Filter the lines below, keeping every one that contains the word "like", and copy each such line unchanged.

** START **

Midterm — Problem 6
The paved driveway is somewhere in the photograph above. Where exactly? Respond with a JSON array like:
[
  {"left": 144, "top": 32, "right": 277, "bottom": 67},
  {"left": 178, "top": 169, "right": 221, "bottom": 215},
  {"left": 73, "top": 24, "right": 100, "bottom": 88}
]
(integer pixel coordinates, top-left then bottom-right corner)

** END **
** START **

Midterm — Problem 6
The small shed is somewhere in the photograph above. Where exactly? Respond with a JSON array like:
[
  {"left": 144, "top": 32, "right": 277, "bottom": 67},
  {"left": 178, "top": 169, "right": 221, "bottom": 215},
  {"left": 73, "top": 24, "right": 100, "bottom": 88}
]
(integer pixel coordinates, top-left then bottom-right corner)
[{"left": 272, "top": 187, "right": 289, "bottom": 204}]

** END **
** START **

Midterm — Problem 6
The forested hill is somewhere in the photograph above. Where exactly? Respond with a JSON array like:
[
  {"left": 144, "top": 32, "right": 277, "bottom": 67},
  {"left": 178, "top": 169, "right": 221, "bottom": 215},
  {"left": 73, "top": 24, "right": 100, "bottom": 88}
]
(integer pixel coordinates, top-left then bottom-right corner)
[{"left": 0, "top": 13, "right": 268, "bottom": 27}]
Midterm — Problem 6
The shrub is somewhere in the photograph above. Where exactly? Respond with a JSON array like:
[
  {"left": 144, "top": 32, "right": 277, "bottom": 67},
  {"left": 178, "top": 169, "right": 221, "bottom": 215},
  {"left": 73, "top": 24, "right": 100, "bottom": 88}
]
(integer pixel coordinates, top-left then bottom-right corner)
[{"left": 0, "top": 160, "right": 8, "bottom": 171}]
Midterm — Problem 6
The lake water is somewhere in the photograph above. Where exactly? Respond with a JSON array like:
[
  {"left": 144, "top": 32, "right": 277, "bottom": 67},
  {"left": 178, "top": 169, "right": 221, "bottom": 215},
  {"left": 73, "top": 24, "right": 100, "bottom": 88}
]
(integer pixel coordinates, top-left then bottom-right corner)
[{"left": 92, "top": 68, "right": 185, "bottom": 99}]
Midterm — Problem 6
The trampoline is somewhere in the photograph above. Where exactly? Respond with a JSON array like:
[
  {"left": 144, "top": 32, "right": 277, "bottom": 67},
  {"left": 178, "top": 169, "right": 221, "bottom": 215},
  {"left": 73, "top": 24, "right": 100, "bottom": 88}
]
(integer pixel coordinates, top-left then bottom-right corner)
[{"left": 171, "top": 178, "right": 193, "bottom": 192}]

** END **

[RESPONSE FOR THIS EXERCISE]
The paved driveway is somewhere in the photograph above. Where exactly? Respond with a JSON array like:
The small shed is somewhere in the photograph above. Where exactly? Respond with a JSON array like:
The forested hill is somewhere in the photograph above. Where exactly? Respond with a JSON array like:
The shrub is somewhere in the photograph above. Where exactly? Respond with a JSON array like:
The lake water is somewhere in the photograph above. Where exactly? Respond with a JSON array like:
The trampoline is somewhere in the photograph above. Where exactly? Respond with a JSON array like:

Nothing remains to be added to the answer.